--- Exercise task ---
Copy out the rows word for word, from the line with "Box the man's gray hair." up to and including the line with "245, 858, 311]]".

--- Records supplied ---
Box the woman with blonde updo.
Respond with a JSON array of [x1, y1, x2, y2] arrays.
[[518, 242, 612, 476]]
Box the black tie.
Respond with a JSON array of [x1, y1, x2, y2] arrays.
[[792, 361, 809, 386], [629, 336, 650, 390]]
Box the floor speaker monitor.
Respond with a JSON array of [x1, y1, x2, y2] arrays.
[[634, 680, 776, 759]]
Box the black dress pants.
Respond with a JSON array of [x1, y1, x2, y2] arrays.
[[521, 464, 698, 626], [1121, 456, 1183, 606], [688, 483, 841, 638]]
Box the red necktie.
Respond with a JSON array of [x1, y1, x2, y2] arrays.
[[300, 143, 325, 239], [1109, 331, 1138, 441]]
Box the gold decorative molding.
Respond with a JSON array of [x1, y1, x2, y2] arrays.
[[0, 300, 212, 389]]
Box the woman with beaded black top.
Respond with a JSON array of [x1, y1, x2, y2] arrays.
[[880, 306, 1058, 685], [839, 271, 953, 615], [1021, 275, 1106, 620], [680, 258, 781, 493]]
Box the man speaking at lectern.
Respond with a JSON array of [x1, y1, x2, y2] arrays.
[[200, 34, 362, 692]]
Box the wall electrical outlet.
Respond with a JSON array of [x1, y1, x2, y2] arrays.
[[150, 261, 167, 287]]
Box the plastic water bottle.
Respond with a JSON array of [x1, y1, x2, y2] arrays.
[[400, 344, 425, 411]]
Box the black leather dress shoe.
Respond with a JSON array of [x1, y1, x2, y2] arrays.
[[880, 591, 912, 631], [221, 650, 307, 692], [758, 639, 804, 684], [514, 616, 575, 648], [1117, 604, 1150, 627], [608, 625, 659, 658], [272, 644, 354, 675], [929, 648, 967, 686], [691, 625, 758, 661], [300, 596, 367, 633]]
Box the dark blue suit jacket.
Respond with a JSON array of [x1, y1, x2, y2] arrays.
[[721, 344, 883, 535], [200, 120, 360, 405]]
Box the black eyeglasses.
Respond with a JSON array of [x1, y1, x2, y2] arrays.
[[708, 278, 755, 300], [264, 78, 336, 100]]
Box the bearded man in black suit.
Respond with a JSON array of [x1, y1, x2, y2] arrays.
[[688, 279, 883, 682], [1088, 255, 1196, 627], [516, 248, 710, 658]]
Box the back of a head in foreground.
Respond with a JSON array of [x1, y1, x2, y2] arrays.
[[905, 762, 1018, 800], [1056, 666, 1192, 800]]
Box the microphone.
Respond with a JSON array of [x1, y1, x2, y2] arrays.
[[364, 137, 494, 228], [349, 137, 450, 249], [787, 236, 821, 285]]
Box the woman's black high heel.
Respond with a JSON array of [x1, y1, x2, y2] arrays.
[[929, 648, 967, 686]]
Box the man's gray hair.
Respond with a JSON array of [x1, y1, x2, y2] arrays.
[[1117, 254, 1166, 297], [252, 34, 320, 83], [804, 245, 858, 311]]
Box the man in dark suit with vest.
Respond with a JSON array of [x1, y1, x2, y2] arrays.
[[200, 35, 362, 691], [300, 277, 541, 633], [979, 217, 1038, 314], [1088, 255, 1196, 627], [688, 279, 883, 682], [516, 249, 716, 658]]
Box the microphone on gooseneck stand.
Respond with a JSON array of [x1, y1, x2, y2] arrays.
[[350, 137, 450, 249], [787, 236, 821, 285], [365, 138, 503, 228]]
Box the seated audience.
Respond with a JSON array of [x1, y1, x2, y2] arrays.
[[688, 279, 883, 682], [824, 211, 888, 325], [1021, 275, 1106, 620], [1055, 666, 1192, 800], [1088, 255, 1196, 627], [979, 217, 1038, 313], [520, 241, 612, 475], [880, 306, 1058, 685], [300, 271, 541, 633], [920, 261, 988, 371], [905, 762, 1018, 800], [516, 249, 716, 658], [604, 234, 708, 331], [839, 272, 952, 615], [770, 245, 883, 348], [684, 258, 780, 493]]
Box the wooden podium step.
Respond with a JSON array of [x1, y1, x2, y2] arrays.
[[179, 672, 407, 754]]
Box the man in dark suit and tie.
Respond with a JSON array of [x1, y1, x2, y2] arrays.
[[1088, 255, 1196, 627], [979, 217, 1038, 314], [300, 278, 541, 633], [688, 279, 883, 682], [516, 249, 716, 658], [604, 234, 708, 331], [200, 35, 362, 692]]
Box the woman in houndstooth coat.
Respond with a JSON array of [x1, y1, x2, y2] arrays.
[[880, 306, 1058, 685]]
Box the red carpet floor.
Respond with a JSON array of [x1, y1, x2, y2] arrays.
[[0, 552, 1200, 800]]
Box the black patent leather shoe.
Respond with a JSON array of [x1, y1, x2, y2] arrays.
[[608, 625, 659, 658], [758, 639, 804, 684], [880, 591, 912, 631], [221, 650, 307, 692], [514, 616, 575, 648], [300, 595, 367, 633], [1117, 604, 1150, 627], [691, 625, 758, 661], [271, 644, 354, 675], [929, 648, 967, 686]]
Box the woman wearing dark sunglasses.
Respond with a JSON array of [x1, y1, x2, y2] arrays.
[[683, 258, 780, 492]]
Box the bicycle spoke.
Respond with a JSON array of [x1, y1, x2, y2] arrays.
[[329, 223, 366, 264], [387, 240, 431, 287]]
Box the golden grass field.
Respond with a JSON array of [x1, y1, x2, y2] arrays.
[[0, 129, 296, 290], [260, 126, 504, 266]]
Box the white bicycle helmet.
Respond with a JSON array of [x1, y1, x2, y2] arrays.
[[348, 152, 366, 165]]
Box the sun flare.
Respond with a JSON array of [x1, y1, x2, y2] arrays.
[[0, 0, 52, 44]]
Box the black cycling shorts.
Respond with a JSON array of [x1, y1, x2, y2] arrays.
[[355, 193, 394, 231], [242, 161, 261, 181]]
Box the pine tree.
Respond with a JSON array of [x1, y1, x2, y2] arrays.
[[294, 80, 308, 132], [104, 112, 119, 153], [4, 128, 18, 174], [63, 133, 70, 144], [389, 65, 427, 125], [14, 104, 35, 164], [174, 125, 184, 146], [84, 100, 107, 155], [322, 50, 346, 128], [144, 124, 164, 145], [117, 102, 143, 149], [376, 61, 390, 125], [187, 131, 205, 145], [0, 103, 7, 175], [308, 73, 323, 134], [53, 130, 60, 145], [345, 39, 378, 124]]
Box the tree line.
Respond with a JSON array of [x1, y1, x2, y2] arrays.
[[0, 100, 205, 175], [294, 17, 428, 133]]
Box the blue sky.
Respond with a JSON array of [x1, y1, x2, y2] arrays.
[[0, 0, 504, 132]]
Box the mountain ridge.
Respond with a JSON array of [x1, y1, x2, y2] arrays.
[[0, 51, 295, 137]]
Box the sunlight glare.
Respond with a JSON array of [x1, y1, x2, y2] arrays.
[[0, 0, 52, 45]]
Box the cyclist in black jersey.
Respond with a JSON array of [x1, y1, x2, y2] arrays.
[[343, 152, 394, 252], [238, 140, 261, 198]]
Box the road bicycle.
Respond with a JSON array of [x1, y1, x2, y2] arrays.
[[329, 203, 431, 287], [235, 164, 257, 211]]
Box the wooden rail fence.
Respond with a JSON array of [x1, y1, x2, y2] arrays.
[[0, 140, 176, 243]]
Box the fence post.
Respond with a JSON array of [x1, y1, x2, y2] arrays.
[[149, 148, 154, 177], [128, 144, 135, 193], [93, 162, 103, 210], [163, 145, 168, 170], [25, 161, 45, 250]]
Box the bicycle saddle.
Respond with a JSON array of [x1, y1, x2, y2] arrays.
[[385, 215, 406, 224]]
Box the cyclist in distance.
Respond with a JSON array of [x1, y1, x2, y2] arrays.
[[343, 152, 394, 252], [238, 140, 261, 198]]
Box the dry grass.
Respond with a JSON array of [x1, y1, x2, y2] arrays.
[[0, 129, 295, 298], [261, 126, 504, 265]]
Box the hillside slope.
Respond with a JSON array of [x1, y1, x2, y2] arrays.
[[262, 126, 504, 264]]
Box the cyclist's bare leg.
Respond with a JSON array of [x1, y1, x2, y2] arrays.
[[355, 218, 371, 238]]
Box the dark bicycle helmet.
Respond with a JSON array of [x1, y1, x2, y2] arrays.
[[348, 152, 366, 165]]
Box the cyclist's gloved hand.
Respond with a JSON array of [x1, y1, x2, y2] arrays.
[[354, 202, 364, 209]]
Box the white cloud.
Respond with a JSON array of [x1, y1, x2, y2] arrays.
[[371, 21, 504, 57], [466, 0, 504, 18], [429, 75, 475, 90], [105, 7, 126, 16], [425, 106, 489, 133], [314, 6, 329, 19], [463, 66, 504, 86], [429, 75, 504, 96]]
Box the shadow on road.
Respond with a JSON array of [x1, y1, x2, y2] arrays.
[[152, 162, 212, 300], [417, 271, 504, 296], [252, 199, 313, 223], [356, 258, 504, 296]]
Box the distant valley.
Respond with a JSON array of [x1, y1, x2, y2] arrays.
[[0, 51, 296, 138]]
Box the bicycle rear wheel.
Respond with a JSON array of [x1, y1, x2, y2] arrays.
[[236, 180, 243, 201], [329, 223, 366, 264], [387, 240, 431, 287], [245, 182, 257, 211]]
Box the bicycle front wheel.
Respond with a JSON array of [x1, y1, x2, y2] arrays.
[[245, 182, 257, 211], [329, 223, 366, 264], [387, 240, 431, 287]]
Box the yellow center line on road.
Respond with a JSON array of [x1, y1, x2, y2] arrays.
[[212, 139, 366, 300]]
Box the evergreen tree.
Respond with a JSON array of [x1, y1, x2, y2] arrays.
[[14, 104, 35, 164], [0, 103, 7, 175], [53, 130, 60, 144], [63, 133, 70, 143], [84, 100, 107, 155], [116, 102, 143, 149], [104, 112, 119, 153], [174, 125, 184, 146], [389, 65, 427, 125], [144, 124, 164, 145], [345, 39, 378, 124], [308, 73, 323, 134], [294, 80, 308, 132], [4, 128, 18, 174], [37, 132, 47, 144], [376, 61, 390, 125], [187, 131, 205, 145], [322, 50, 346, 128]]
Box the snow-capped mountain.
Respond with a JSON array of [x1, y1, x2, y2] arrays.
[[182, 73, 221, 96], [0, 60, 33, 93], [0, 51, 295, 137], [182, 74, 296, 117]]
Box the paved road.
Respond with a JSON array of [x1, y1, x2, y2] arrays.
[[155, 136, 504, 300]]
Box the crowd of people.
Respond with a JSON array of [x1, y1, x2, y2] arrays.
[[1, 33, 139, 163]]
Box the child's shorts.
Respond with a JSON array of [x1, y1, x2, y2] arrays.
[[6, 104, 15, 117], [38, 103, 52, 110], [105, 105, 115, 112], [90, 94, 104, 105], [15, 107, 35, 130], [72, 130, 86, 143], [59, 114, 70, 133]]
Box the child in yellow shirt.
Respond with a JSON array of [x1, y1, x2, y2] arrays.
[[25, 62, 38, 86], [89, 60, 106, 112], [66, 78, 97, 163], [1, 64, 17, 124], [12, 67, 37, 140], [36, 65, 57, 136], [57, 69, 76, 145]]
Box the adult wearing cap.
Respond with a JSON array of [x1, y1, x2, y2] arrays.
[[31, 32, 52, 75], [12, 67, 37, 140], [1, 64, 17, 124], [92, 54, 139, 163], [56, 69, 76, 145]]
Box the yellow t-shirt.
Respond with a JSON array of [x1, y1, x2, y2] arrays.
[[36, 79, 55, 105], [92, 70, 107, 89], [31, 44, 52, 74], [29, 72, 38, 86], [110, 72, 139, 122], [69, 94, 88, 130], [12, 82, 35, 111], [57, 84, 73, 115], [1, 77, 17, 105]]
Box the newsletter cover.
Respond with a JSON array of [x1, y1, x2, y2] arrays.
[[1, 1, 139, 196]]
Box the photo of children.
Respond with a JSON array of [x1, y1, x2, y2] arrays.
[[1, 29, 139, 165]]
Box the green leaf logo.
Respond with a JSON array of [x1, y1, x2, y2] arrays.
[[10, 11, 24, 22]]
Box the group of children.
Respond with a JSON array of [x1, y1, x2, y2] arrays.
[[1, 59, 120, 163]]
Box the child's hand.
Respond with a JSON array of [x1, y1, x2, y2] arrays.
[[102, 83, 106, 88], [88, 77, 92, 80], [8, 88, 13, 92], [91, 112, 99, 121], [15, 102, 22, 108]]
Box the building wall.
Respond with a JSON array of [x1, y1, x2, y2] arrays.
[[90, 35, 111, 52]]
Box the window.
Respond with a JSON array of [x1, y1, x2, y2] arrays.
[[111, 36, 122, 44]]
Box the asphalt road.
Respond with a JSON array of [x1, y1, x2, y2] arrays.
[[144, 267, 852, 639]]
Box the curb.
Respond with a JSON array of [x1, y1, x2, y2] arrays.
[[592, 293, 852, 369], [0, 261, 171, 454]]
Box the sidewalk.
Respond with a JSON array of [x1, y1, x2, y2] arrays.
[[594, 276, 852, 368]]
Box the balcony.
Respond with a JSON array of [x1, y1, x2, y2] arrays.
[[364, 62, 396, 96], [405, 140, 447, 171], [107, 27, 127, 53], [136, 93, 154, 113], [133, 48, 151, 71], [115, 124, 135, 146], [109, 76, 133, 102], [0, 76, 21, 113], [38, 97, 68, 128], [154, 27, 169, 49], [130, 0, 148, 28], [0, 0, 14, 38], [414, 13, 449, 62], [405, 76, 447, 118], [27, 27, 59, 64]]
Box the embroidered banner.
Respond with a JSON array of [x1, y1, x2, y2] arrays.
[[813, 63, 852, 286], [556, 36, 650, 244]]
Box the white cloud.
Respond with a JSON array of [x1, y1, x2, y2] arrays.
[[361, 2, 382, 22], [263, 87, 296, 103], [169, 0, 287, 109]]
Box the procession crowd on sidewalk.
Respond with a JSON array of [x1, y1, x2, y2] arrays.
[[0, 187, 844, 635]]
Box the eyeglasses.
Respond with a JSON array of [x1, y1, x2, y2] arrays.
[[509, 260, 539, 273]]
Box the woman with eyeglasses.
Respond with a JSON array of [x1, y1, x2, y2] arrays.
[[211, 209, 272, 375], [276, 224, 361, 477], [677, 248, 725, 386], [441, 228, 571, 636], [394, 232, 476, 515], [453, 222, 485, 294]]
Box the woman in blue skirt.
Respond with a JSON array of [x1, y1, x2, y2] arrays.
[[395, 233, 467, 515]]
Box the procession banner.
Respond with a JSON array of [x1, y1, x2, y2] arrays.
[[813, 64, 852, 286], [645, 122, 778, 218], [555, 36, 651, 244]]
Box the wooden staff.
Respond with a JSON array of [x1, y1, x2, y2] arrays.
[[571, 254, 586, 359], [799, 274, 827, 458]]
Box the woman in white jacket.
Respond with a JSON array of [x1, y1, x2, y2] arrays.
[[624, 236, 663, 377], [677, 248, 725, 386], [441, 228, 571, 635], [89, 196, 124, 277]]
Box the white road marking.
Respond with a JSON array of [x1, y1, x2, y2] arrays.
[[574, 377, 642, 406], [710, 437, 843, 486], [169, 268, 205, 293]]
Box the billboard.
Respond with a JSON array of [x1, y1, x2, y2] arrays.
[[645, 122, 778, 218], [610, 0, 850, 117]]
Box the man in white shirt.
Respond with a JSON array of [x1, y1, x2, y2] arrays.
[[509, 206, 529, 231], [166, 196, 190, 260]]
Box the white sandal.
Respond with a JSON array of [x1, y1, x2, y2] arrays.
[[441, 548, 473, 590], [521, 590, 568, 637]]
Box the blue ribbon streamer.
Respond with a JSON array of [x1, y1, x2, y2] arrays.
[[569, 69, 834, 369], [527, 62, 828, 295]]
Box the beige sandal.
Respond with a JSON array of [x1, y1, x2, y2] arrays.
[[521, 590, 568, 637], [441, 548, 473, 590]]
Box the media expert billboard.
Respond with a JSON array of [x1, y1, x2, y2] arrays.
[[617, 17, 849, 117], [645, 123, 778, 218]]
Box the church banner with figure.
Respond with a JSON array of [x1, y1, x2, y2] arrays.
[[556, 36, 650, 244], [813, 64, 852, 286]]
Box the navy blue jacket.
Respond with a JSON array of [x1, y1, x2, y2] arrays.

--- Response to this exercise ---
Box the man's gray hair.
Respond with a JSON array of [x1, y1, x2, y2] arrays.
[[1117, 254, 1166, 297], [252, 34, 320, 83], [804, 245, 858, 311]]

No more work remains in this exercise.